→ Job
Copy out the lines from the first one down to and including the line that contains "129L489 163L397 176L469", character for character.
-=-=-
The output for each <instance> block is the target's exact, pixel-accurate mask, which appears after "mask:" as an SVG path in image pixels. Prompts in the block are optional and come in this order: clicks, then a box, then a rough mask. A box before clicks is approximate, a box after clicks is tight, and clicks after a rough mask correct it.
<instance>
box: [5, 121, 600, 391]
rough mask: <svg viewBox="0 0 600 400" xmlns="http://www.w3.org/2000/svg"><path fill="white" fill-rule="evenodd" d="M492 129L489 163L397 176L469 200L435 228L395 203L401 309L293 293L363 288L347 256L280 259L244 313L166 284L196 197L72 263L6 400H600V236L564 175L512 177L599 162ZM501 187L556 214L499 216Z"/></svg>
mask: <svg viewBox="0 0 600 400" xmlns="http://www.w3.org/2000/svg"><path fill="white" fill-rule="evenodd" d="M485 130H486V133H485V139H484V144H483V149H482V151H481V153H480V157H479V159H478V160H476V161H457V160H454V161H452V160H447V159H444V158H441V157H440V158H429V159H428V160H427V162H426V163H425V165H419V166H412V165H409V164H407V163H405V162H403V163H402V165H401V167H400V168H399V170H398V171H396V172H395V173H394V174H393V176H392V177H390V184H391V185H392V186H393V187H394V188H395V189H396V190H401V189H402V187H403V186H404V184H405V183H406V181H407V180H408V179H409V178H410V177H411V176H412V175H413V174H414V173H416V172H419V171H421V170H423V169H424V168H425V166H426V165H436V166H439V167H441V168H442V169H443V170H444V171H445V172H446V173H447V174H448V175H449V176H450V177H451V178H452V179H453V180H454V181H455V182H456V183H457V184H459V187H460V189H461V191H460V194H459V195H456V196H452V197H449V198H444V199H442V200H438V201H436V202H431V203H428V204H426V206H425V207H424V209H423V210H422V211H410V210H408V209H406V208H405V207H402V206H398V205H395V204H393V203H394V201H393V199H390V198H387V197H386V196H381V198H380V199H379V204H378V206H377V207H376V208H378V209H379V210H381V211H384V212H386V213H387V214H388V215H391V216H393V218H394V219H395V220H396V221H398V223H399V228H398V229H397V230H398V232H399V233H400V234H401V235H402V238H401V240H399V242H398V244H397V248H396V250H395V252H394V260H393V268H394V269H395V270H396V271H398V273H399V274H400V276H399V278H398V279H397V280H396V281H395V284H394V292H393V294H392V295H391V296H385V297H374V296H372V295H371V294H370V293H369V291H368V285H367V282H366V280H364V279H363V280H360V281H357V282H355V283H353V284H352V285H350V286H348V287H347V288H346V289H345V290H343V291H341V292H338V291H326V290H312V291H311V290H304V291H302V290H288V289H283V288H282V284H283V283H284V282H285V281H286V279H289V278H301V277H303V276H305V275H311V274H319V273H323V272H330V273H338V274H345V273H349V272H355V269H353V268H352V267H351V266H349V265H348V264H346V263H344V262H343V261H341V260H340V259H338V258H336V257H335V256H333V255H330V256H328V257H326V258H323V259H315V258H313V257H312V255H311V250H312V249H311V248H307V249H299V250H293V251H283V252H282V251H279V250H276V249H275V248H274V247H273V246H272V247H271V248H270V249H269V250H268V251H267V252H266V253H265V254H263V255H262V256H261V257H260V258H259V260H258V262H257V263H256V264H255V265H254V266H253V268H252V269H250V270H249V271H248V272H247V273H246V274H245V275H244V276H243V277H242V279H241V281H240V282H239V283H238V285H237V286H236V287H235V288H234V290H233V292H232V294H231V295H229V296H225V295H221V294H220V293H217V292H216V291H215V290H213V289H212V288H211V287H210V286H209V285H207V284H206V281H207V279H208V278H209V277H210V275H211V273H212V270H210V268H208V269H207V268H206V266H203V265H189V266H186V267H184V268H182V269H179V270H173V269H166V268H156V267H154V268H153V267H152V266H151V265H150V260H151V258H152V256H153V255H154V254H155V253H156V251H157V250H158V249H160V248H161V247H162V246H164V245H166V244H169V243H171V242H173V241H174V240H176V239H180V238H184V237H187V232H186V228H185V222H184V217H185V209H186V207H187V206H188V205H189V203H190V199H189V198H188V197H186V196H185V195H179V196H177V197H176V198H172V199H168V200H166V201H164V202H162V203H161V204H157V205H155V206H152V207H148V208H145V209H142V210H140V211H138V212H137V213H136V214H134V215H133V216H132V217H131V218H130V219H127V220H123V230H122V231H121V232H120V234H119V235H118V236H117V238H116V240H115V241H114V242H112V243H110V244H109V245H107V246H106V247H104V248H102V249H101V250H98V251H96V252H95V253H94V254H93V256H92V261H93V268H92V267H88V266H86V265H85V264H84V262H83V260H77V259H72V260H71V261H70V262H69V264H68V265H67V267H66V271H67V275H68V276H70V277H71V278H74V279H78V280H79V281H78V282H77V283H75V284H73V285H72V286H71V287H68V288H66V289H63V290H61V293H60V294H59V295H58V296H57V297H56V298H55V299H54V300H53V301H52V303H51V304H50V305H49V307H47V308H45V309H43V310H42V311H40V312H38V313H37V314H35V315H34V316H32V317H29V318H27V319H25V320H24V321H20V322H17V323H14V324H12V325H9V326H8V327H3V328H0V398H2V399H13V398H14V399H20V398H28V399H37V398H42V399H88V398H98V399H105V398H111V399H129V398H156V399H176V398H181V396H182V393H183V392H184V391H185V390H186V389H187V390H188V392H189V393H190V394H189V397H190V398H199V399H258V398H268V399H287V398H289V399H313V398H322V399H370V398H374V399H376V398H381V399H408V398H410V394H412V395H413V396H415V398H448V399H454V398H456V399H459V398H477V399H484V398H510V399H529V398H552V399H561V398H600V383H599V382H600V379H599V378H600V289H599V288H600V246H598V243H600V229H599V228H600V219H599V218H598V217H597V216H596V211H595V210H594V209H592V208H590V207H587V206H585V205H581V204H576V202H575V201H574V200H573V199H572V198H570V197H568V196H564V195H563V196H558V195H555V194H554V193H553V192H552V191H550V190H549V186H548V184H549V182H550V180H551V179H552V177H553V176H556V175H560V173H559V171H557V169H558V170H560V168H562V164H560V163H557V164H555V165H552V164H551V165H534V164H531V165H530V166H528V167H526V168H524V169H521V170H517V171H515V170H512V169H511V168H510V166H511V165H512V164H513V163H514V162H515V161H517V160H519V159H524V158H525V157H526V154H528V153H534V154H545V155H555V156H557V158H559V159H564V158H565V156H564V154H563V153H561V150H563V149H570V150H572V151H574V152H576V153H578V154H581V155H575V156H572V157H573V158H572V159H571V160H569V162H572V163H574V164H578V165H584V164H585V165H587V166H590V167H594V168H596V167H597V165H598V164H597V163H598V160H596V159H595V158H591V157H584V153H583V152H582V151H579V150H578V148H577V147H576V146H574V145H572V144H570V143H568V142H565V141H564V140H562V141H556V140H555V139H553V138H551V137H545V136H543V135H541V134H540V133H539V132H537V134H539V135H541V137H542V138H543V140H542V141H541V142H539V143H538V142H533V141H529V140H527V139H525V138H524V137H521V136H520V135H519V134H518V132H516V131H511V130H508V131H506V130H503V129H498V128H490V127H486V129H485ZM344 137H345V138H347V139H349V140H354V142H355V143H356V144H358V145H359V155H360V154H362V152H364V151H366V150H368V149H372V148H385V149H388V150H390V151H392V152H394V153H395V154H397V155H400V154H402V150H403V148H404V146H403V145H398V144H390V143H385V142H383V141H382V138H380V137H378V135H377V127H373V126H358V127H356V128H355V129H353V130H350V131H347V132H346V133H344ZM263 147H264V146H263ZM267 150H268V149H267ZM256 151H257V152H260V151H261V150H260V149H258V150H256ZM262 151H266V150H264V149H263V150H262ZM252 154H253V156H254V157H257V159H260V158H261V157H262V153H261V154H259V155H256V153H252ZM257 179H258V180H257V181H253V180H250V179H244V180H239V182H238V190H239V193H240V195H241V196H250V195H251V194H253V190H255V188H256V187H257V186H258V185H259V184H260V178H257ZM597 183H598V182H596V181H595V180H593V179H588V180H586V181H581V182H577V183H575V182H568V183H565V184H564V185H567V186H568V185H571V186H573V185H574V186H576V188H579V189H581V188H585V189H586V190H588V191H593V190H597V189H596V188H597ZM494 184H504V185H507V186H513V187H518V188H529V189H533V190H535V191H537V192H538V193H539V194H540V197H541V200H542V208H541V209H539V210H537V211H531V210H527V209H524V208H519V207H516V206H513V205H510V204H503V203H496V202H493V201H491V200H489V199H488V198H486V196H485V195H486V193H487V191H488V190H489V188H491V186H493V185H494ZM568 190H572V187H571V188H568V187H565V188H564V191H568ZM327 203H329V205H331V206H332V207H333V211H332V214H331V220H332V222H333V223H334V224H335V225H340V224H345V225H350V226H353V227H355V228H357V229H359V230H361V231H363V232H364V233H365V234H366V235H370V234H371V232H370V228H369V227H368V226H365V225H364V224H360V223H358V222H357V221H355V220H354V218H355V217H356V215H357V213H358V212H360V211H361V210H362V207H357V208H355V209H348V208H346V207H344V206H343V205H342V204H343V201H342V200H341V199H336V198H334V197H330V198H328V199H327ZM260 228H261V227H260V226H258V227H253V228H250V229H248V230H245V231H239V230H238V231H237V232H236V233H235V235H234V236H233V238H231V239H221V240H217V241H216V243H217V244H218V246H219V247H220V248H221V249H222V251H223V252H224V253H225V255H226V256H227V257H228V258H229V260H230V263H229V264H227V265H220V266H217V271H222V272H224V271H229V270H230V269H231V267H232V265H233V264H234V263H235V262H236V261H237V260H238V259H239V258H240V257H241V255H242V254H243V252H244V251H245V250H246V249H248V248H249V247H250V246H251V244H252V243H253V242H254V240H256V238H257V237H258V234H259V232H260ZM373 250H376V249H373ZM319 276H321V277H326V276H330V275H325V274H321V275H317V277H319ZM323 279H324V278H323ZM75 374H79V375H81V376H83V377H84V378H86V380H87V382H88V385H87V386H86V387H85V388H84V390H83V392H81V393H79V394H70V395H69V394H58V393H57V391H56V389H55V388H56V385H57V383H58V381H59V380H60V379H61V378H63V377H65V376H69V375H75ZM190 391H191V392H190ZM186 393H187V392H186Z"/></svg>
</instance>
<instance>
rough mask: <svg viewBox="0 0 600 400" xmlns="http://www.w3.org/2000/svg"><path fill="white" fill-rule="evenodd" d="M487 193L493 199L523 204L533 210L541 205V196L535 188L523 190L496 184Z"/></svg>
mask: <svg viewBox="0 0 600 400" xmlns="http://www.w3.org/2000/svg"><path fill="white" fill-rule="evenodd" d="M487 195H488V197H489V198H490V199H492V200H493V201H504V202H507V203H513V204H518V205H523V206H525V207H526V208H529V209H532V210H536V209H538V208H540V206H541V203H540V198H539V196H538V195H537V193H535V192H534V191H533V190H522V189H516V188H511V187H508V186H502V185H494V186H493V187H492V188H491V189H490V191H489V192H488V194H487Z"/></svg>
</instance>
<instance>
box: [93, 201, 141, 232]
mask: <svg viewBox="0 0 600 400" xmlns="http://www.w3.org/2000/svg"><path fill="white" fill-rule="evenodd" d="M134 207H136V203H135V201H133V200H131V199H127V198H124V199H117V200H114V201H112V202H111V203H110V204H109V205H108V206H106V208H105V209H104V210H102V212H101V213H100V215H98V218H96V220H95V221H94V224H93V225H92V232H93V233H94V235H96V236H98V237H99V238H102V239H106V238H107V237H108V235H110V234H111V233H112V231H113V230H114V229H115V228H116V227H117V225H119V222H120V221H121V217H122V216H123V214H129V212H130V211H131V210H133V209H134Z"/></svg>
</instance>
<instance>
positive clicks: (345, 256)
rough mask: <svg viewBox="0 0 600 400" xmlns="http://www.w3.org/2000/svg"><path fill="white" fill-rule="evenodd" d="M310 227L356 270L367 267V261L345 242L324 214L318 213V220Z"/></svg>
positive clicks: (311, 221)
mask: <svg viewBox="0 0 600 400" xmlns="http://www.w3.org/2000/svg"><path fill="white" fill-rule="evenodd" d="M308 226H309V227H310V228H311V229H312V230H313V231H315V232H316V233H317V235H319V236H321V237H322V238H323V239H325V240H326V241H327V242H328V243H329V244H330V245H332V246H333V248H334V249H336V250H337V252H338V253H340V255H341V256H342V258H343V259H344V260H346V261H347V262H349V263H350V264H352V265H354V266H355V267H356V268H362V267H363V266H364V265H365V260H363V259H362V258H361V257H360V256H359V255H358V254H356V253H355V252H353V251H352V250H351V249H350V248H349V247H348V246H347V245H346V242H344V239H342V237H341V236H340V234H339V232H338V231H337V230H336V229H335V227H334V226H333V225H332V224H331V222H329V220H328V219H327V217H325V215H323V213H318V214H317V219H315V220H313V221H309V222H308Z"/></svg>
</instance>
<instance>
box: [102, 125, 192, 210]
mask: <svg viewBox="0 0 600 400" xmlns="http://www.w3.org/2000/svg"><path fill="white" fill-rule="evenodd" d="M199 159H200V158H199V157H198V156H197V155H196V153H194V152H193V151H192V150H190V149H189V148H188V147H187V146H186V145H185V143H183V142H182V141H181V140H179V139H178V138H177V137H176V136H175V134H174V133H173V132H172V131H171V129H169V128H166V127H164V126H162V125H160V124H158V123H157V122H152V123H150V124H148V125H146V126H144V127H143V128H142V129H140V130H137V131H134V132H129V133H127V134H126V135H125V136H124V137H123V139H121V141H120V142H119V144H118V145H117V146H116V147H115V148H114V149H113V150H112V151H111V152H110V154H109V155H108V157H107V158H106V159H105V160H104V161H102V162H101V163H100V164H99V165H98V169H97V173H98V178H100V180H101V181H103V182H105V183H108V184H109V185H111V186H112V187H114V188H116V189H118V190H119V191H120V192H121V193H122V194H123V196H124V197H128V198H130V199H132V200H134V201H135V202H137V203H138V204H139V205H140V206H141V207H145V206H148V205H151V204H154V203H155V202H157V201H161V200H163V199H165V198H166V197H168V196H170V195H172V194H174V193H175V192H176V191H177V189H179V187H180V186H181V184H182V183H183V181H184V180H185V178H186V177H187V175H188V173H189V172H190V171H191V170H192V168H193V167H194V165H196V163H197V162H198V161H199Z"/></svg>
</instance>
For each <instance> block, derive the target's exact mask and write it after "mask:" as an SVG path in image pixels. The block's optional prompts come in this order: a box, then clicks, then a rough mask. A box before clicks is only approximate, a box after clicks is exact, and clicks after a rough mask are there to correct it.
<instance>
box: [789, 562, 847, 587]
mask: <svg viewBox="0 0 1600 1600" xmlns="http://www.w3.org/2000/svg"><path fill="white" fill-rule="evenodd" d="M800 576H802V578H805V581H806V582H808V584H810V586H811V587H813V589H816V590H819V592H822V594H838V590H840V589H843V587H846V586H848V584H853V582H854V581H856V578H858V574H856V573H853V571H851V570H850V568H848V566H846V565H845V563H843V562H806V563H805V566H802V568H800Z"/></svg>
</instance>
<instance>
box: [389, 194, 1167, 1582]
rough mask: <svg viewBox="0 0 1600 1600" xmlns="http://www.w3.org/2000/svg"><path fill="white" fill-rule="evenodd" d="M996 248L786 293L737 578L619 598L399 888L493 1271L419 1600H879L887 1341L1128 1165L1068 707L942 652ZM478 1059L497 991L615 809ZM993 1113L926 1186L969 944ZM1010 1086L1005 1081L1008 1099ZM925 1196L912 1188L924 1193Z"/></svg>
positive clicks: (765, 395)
-=-=-
→ Solution
The output for each <instance> block is the target's exact, pixel-accurate mask, which appears after "mask:" as an SVG path in image pixels. Prompts in the block are optional and come in this order: clicks, then a box, then a rough mask. A box before clicks is approximate, a box after clicks is tight, and clicks after a rough mask correct it.
<instance>
box: [5, 121, 600, 391]
rough mask: <svg viewBox="0 0 600 400" xmlns="http://www.w3.org/2000/svg"><path fill="white" fill-rule="evenodd" d="M492 129L489 163L397 176L469 200L435 228L395 203L401 309L293 293L363 288L347 256L280 259L244 313L166 284L196 197L72 263L6 400H600V236L564 175L512 177L599 162ZM501 187L556 214L499 216Z"/></svg>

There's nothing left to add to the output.